Objective:
Copy out the data exactly, leaving the pictures behind.

_ _ _ _ _

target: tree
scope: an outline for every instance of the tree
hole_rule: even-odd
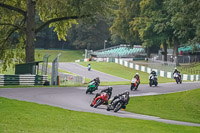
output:
[[[140,45],[140,38],[137,31],[130,30],[130,22],[139,15],[140,0],[119,0],[114,11],[116,17],[110,28],[112,38],[120,36],[126,43]]]
[[[104,40],[110,40],[108,20],[98,16],[95,24],[79,22],[68,32],[67,39],[77,49],[97,50],[104,47]]]
[[[19,34],[18,46],[25,47],[25,61],[33,62],[35,35],[44,27],[53,27],[59,40],[66,40],[66,31],[72,24],[79,19],[91,22],[98,14],[106,15],[111,3],[112,0],[0,0],[1,60],[6,62],[6,49],[14,33]]]

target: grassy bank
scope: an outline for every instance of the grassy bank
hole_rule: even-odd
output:
[[[81,62],[80,65],[87,66],[88,62]],[[107,63],[107,62],[90,62],[92,69],[108,73],[117,77],[125,78],[131,80],[135,73],[140,74],[141,84],[148,84],[149,83],[149,74],[141,71],[137,71],[135,69],[131,69],[116,63]],[[159,83],[166,83],[166,82],[174,82],[174,79],[164,78],[158,76]],[[122,82],[121,82],[122,83]],[[124,82],[127,84],[127,81]],[[130,83],[128,83],[130,84]]]
[[[52,62],[57,55],[61,53],[59,58],[60,62],[74,62],[75,60],[82,59],[84,51],[82,50],[35,50],[35,61],[42,61],[45,54],[50,55],[49,62]],[[2,70],[0,65],[0,74],[14,74],[14,66],[8,67],[6,71]]]
[[[36,50],[36,56],[35,60],[36,61],[41,61],[43,60],[43,56],[45,54],[49,54],[49,62],[52,62],[59,53],[61,53],[61,56],[59,58],[60,62],[74,62],[75,60],[82,59],[84,51],[82,50],[69,50],[69,51],[64,51],[64,50]]]
[[[157,96],[132,97],[127,111],[200,123],[200,89]]]
[[[197,133],[200,127],[69,111],[0,98],[0,132],[34,133]]]

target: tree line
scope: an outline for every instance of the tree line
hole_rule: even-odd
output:
[[[148,56],[161,47],[167,60],[168,47],[177,56],[179,45],[199,43],[199,7],[199,0],[0,0],[0,60],[33,62],[36,46],[95,50],[104,40],[143,45]]]

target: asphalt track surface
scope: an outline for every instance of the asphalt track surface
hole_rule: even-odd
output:
[[[113,111],[106,111],[106,106],[101,105],[97,108],[90,107],[90,103],[97,92],[100,92],[106,86],[100,86],[99,90],[93,94],[85,94],[86,87],[49,87],[49,88],[5,88],[0,89],[0,97],[6,97],[9,99],[18,99],[22,101],[29,101],[39,104],[51,105],[61,107],[64,109],[93,112],[104,115],[112,115],[118,117],[128,117],[144,120],[153,120],[169,124],[198,126],[200,124],[181,122],[174,120],[161,119],[159,117],[147,116],[141,114],[129,113],[126,111],[119,111],[114,113]],[[128,85],[113,86],[113,96],[129,90]],[[183,84],[176,83],[163,83],[158,87],[149,87],[148,85],[140,85],[138,91],[131,91],[131,96],[145,96],[145,95],[160,95],[166,93],[174,93],[179,91],[187,91],[200,88],[200,82],[185,82]],[[128,106],[128,105],[127,105]]]
[[[88,71],[87,67],[81,66],[78,63],[59,63],[59,69],[75,73],[80,76],[85,76],[90,79],[99,77],[103,82],[114,82],[114,81],[129,81],[127,79],[119,78],[110,74],[106,74],[97,70],[91,69]]]

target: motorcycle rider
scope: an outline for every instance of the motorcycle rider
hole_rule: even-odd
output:
[[[157,75],[156,75],[156,71],[154,71],[154,70],[151,71],[149,79],[150,79],[152,76],[157,76]]]
[[[105,92],[105,93],[108,94],[108,99],[110,99],[110,98],[111,98],[111,95],[112,95],[112,89],[113,89],[113,88],[112,88],[111,86],[109,86],[108,88],[101,90],[100,93],[97,93],[97,94],[96,94],[95,98],[97,98],[98,96],[100,96],[101,93]]]
[[[97,94],[96,94],[96,96],[94,97],[93,101],[94,101],[98,96],[100,96],[102,93],[108,94],[108,99],[110,99],[110,98],[111,98],[111,95],[112,95],[112,89],[113,89],[113,88],[112,88],[111,86],[109,86],[108,88],[101,90],[100,93],[97,93]],[[105,104],[108,105],[108,101],[105,101]],[[91,103],[90,106],[93,107],[94,105]]]
[[[140,76],[139,76],[139,73],[136,73],[135,76],[133,77],[137,80],[137,87],[139,86],[140,84]]]
[[[120,96],[125,96],[125,105],[124,105],[124,109],[126,108],[126,105],[128,104],[129,102],[129,91],[125,91],[124,93],[121,93],[121,94],[118,94],[117,96],[115,96],[112,101],[110,102],[110,104],[112,105],[113,101],[117,98],[120,98]],[[113,105],[113,107],[115,107],[115,105]]]
[[[88,64],[88,71],[90,71],[90,69],[91,69],[91,65],[90,65],[90,64]]]
[[[178,71],[178,69],[177,69],[176,67],[174,68],[173,75],[174,75],[175,73],[177,73],[177,74],[180,76],[180,78],[181,78],[181,73]]]
[[[95,79],[93,79],[92,81],[90,81],[89,83],[91,83],[91,82],[95,82],[95,88],[97,89],[98,88],[98,86],[99,86],[99,84],[100,84],[100,80],[99,80],[99,77],[96,77]]]

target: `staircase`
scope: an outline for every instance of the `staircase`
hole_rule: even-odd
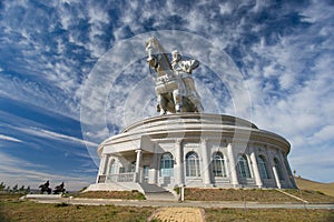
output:
[[[178,196],[156,184],[140,183],[146,200],[154,201],[177,201]]]

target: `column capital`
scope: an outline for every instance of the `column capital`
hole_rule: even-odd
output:
[[[175,140],[175,143],[178,144],[178,145],[180,145],[181,142],[183,142],[183,139],[176,139]]]

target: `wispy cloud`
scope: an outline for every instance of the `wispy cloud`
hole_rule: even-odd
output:
[[[30,185],[31,189],[38,189],[41,183],[50,180],[51,188],[62,181],[67,190],[80,190],[94,182],[94,178],[85,175],[82,172],[76,174],[55,173],[46,171],[46,165],[29,163],[22,159],[0,152],[0,178],[7,185]]]
[[[21,140],[17,139],[17,138],[3,135],[3,134],[0,134],[0,140],[11,141],[11,142],[22,142]]]

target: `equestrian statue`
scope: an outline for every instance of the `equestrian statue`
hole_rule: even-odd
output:
[[[203,112],[200,98],[195,89],[191,77],[199,62],[183,60],[177,50],[171,52],[171,62],[168,53],[159,41],[151,37],[146,41],[147,62],[156,83],[155,91],[158,98],[160,114],[181,112]],[[155,77],[151,72],[156,72]]]

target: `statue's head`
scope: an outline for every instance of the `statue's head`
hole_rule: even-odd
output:
[[[171,52],[171,62],[178,62],[181,59],[181,56],[177,50]]]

_ _ _ _ _

Response below:
target: tree
scope: an outline for every instance of the tree
hole_rule: even-odd
output:
[[[140,45],[140,38],[137,31],[130,30],[130,22],[139,15],[140,0],[119,0],[114,11],[116,17],[110,28],[112,38],[120,36],[126,43]]]
[[[104,40],[110,40],[108,20],[98,16],[95,24],[79,22],[68,32],[67,39],[77,49],[97,50],[104,47]]]
[[[19,34],[18,46],[25,47],[25,61],[33,62],[35,35],[44,27],[53,27],[59,40],[66,40],[66,31],[72,24],[79,19],[91,22],[98,14],[106,15],[111,3],[112,0],[0,0],[1,60],[6,62],[6,49],[14,33]]]

target: grassy bank
scope: an outline for every instance of the grassy bank
hole_rule: even-odd
output:
[[[81,62],[80,65],[87,66],[88,62]],[[107,63],[107,62],[90,62],[92,69],[108,73],[117,77],[125,78],[131,80],[135,73],[140,74],[141,84],[148,84],[149,83],[149,74],[141,71],[137,71],[135,69],[131,69],[116,63]],[[159,83],[166,83],[166,82],[174,82],[174,79],[164,78],[158,76]],[[122,82],[121,82],[122,83]],[[124,82],[127,84],[127,81]],[[130,83],[128,83],[130,84]]]
[[[52,62],[57,55],[61,53],[59,58],[60,62],[74,62],[75,60],[82,59],[84,51],[82,50],[35,50],[35,61],[42,61],[45,54],[50,55],[49,62]],[[2,70],[0,65],[0,74],[14,74],[14,66],[8,67],[6,71]]]
[[[36,50],[36,56],[35,60],[36,61],[41,61],[43,60],[43,56],[45,54],[49,54],[49,62],[52,62],[59,53],[61,53],[61,56],[59,58],[60,62],[74,62],[75,60],[82,59],[84,51],[82,50],[69,50],[69,51],[64,51],[64,50]]]
[[[157,96],[132,97],[127,111],[200,123],[200,89]]]
[[[197,133],[200,127],[69,111],[0,98],[0,132],[34,133]]]

target: tree line
scope: an outline for every instance of the tree line
hole_rule: even-odd
output:
[[[148,56],[161,47],[167,60],[168,47],[177,56],[179,45],[199,43],[199,7],[199,0],[0,0],[0,60],[33,62],[36,46],[95,50],[104,40],[143,45]]]

target: asphalt track surface
scope: an outline for every instance of the asphalt track surface
hole_rule: even-odd
output:
[[[113,111],[106,111],[106,106],[101,105],[97,108],[90,107],[90,103],[97,92],[100,92],[106,86],[100,86],[99,90],[93,94],[85,94],[86,87],[49,87],[49,88],[5,88],[0,89],[0,97],[6,97],[9,99],[18,99],[22,101],[29,101],[39,104],[51,105],[61,107],[64,109],[93,112],[104,115],[112,115],[118,117],[128,117],[144,120],[153,120],[169,124],[198,126],[200,124],[181,122],[174,120],[161,119],[159,117],[147,116],[141,114],[129,113],[126,111],[119,111],[114,113]],[[128,85],[113,86],[113,96],[129,90]],[[183,84],[176,83],[163,83],[158,87],[149,87],[148,85],[140,85],[138,91],[131,91],[131,96],[145,96],[145,95],[160,95],[166,93],[174,93],[179,91],[187,91],[200,88],[200,82],[185,82]],[[128,106],[128,105],[127,105]]]
[[[88,71],[87,67],[81,66],[78,63],[59,63],[59,69],[75,73],[80,76],[85,76],[90,79],[99,77],[103,82],[114,82],[114,81],[129,81],[127,79],[119,78],[110,74],[106,74],[97,70],[91,69]]]

target: motorcycle rider
scope: an outline for every instance of the motorcycle rider
hole_rule: even-odd
output:
[[[157,75],[156,75],[156,71],[154,71],[154,70],[151,71],[149,79],[150,79],[152,76],[157,76]]]
[[[105,92],[105,93],[108,94],[108,99],[110,99],[110,98],[111,98],[111,95],[112,95],[112,89],[113,89],[113,88],[112,88],[111,86],[109,86],[108,88],[101,90],[100,93],[97,93],[97,94],[96,94],[95,98],[97,98],[98,96],[100,96],[101,93]]]
[[[97,94],[96,94],[96,96],[94,97],[93,101],[94,101],[98,96],[100,96],[102,93],[108,94],[108,99],[110,99],[110,98],[111,98],[111,95],[112,95],[112,89],[113,89],[113,88],[112,88],[111,86],[109,86],[108,88],[101,90],[100,93],[97,93]],[[105,104],[108,105],[108,101],[105,101]],[[91,103],[90,106],[93,107],[94,105]]]
[[[140,76],[139,76],[139,73],[136,73],[135,76],[133,77],[137,80],[137,87],[139,86],[140,84]]]
[[[120,96],[125,96],[125,105],[124,105],[124,109],[126,108],[126,105],[128,104],[129,102],[129,91],[125,91],[124,93],[121,93],[121,94],[118,94],[117,96],[115,96],[112,101],[110,102],[110,104],[112,105],[113,101],[117,98],[120,98]],[[113,105],[113,107],[115,107],[115,105]]]
[[[88,64],[88,71],[90,71],[90,69],[91,69],[91,65],[90,65],[90,64]]]
[[[178,71],[178,69],[177,69],[176,67],[174,68],[173,75],[174,75],[175,73],[177,73],[177,74],[180,76],[180,78],[181,78],[181,73]]]
[[[95,79],[93,79],[92,81],[90,81],[89,83],[91,83],[91,82],[95,82],[95,88],[97,89],[98,88],[98,86],[99,86],[99,84],[100,84],[100,80],[99,80],[99,77],[96,77]]]

target: `staircase`
scope: an outline for every instance of the `staircase`
hole_rule: even-odd
output:
[[[178,196],[156,184],[140,183],[146,200],[154,201],[177,201]]]

target: `column capital`
scope: an outline for every instance of the `column capital`
hole_rule: even-odd
output:
[[[175,140],[175,143],[178,144],[178,145],[180,145],[181,142],[183,142],[183,139],[176,139]]]

target: `wispy cloud`
scope: an outline for every instance of the `wispy cloud`
hole_rule: even-odd
output:
[[[30,185],[31,189],[38,189],[41,183],[50,180],[51,188],[62,181],[67,190],[80,190],[94,182],[94,178],[85,175],[82,172],[76,174],[55,173],[46,171],[46,165],[29,163],[22,159],[0,152],[0,178],[7,185]]]
[[[21,140],[17,139],[17,138],[3,135],[3,134],[0,134],[0,140],[11,141],[11,142],[22,142]]]

target: `equestrian statue`
scope: an outline for every instance of the `equestrian statue`
hole_rule: even-odd
output:
[[[203,112],[200,98],[195,89],[191,77],[199,62],[183,60],[177,50],[171,52],[171,62],[168,53],[159,41],[151,37],[146,41],[147,62],[156,83],[155,91],[158,98],[160,114],[181,112]],[[155,77],[151,72],[156,72]]]

target: `statue's head`
scope: an outline for every instance of the `statue's head`
hole_rule: even-odd
output:
[[[171,52],[171,62],[178,62],[181,59],[181,56],[177,50]]]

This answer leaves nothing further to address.